Task description: Print the listing below in its entirety, character for character.
--- start Material to process ---
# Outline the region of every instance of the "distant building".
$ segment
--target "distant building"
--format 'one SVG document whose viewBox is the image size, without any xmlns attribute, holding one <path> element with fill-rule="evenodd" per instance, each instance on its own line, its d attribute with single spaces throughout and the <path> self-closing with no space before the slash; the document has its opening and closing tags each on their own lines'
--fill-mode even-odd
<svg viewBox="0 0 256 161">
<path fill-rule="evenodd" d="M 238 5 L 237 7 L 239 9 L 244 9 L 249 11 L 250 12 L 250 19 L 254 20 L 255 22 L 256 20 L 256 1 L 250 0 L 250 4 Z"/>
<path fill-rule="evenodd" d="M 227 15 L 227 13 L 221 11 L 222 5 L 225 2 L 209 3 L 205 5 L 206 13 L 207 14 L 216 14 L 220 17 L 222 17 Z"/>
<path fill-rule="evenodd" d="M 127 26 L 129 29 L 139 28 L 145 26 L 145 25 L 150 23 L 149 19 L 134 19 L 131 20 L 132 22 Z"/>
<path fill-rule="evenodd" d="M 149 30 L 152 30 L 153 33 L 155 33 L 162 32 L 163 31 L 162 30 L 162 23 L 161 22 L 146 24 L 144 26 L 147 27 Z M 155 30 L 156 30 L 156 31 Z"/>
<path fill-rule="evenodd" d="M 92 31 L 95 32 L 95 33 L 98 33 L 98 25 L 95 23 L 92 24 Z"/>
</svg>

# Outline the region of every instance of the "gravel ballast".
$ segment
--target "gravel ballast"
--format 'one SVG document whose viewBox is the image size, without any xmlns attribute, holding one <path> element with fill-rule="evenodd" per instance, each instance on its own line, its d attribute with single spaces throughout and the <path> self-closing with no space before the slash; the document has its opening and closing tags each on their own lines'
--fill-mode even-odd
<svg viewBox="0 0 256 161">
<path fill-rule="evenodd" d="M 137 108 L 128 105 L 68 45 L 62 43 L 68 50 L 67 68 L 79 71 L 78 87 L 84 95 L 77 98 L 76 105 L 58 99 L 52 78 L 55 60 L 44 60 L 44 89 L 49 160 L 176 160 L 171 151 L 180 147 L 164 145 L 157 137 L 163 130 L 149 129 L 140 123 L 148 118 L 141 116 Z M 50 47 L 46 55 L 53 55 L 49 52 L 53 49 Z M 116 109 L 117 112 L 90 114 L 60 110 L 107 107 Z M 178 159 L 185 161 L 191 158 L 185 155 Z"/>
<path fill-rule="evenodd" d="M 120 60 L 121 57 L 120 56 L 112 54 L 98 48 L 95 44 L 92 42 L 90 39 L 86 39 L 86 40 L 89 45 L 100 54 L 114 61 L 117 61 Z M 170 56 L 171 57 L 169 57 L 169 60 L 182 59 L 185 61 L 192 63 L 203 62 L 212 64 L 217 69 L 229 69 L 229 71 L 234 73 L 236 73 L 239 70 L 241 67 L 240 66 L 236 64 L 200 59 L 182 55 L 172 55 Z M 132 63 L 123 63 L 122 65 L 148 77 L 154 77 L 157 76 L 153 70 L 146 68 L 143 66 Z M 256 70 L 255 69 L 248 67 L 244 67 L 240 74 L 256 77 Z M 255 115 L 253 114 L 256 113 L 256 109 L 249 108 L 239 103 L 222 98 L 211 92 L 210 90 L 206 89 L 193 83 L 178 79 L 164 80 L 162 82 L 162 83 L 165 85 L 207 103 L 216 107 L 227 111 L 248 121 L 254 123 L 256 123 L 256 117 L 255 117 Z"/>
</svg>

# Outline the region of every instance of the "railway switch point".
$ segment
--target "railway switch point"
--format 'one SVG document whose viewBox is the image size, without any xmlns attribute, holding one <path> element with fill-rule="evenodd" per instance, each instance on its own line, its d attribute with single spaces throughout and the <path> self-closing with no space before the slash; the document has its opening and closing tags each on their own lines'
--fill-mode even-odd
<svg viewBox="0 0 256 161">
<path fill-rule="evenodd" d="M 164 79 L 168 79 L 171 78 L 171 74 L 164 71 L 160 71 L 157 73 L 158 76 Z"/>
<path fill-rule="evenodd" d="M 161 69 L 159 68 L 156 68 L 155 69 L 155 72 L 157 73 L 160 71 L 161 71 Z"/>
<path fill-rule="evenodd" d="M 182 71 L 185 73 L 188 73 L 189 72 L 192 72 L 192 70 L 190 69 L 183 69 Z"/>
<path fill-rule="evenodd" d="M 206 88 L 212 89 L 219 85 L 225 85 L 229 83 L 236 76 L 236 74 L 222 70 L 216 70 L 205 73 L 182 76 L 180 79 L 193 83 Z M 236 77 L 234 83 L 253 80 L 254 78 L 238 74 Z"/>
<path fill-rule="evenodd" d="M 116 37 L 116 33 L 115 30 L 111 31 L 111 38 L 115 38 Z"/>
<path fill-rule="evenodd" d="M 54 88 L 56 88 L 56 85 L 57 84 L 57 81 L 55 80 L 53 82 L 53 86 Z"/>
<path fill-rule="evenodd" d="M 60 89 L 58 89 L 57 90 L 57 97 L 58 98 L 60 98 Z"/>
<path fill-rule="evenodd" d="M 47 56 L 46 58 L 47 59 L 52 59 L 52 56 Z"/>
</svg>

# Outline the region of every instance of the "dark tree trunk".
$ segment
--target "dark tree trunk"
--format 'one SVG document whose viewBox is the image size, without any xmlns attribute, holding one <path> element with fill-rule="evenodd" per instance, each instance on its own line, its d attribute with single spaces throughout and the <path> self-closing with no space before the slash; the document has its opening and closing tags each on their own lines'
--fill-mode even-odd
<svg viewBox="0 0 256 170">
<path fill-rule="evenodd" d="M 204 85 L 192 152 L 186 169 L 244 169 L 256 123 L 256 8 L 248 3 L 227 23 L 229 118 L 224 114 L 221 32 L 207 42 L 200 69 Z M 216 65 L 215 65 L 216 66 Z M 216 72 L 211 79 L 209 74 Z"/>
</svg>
--- end Material to process ---
Exercise result:
# Outline the region of every instance of the "distant building".
$ segment
--target "distant building"
--format 'one SVG document whose viewBox is the image size, without any xmlns attribute, holding one <path> element with fill-rule="evenodd" per instance, each instance on its own line, its d attribute with single spaces throughout and the <path> self-closing with no space before the slash; the document has its opening and closing tags each on their own lines'
--fill-mode even-odd
<svg viewBox="0 0 256 161">
<path fill-rule="evenodd" d="M 238 5 L 237 7 L 239 9 L 244 9 L 249 11 L 250 12 L 250 19 L 254 20 L 255 22 L 256 20 L 256 1 L 250 0 L 250 4 Z"/>
<path fill-rule="evenodd" d="M 227 15 L 227 13 L 221 11 L 222 5 L 225 2 L 209 3 L 205 5 L 206 13 L 207 14 L 216 14 L 220 17 L 222 17 Z"/>
<path fill-rule="evenodd" d="M 127 26 L 129 29 L 139 28 L 145 26 L 145 25 L 150 23 L 149 19 L 134 19 L 131 20 L 132 22 Z"/>
<path fill-rule="evenodd" d="M 149 30 L 152 30 L 153 33 L 155 33 L 162 32 L 163 31 L 162 30 L 162 23 L 161 22 L 146 24 L 144 26 L 147 27 Z M 155 30 L 156 30 L 156 31 Z"/>
<path fill-rule="evenodd" d="M 92 31 L 95 32 L 95 33 L 98 33 L 98 25 L 95 23 L 92 24 Z"/>
</svg>

# Outline the region of every instance of the "gravel ballast".
$ segment
--target "gravel ballast"
--format 'one SVG document whose viewBox is the image size, without any xmlns attribute, holding one <path> element with fill-rule="evenodd" per instance, each instance on its own line, its d attribute with single spaces throughout and the <path> self-closing with no space before the slash; the document has its opening and closing tags each on their own lines'
--fill-mode even-odd
<svg viewBox="0 0 256 161">
<path fill-rule="evenodd" d="M 137 108 L 128 105 L 68 45 L 62 43 L 68 50 L 67 68 L 79 71 L 78 87 L 84 95 L 77 98 L 76 105 L 58 99 L 52 78 L 55 60 L 44 60 L 44 89 L 49 160 L 176 160 L 171 151 L 180 147 L 164 145 L 157 137 L 163 130 L 149 129 L 140 123 L 148 118 L 141 116 Z M 50 47 L 46 55 L 53 55 L 49 52 L 53 49 Z M 116 109 L 117 112 L 90 114 L 60 110 L 107 107 Z M 178 159 L 185 161 L 191 158 L 185 155 Z"/>
<path fill-rule="evenodd" d="M 120 60 L 121 57 L 120 56 L 112 54 L 98 48 L 95 44 L 92 42 L 90 39 L 86 39 L 86 40 L 89 45 L 100 54 L 114 61 L 117 61 Z M 170 56 L 171 57 L 169 57 L 169 60 L 182 59 L 185 61 L 192 63 L 203 62 L 212 64 L 217 69 L 229 69 L 229 71 L 234 73 L 236 73 L 239 70 L 241 67 L 240 66 L 236 64 L 200 59 L 182 55 L 172 55 Z M 132 63 L 123 63 L 122 65 L 148 77 L 154 77 L 157 76 L 153 70 L 146 68 L 143 66 Z M 256 70 L 255 69 L 248 67 L 244 67 L 240 74 L 256 77 Z M 255 115 L 253 114 L 256 113 L 256 109 L 249 108 L 239 103 L 222 98 L 211 92 L 210 90 L 206 89 L 193 83 L 178 79 L 164 80 L 162 82 L 162 83 L 165 85 L 207 103 L 216 107 L 227 111 L 248 121 L 254 123 L 256 123 L 256 117 L 255 117 Z"/>
</svg>

# Outline the region of every instance of the "railway switch point".
$ segment
--target "railway switch point"
--format 'one SVG document whose viewBox is the image size, without any xmlns attribute, holding one <path> element with fill-rule="evenodd" per instance, each instance on its own line, its d attribute with single spaces throughout and the <path> self-closing with no space before the slash; the document has its opening and closing tags each on their own lines'
--fill-mode even-odd
<svg viewBox="0 0 256 161">
<path fill-rule="evenodd" d="M 164 79 L 168 79 L 171 78 L 171 74 L 164 71 L 160 71 L 157 73 L 158 76 Z"/>
<path fill-rule="evenodd" d="M 161 69 L 159 68 L 156 68 L 155 69 L 155 72 L 157 73 L 160 71 L 161 71 Z"/>
<path fill-rule="evenodd" d="M 182 71 L 185 73 L 188 73 L 189 72 L 192 72 L 192 70 L 190 69 L 183 69 Z"/>
<path fill-rule="evenodd" d="M 206 88 L 212 89 L 219 85 L 225 85 L 229 83 L 236 76 L 236 74 L 222 70 L 216 70 L 205 73 L 182 76 L 180 79 L 193 83 Z M 236 77 L 234 83 L 253 80 L 254 78 L 238 74 Z"/>
<path fill-rule="evenodd" d="M 116 37 L 116 33 L 115 30 L 111 31 L 111 38 L 115 38 Z"/>
<path fill-rule="evenodd" d="M 54 88 L 56 88 L 56 85 L 57 84 L 57 81 L 55 80 L 53 82 L 53 86 Z"/>
<path fill-rule="evenodd" d="M 60 89 L 58 89 L 57 90 L 57 97 L 58 98 L 60 98 Z"/>
<path fill-rule="evenodd" d="M 47 56 L 46 58 L 47 59 L 52 59 L 52 56 Z"/>
</svg>

# Outline the region of every instance of the "dark tree trunk".
$ segment
--target "dark tree trunk"
--format 'one SVG document whose viewBox is the image size, without any xmlns attribute, holding one <path> element with fill-rule="evenodd" per instance, each instance on its own line, its d attribute with single spaces throughout and the <path> self-closing with no space before the slash; the document has its opening and closing tags each on their own lines'
--fill-mode even-odd
<svg viewBox="0 0 256 170">
<path fill-rule="evenodd" d="M 204 85 L 192 152 L 186 169 L 244 169 L 256 123 L 256 8 L 248 3 L 227 23 L 229 118 L 224 114 L 221 32 L 207 42 L 200 69 Z M 216 65 L 215 65 L 216 66 Z M 216 72 L 211 79 L 209 74 Z"/>
</svg>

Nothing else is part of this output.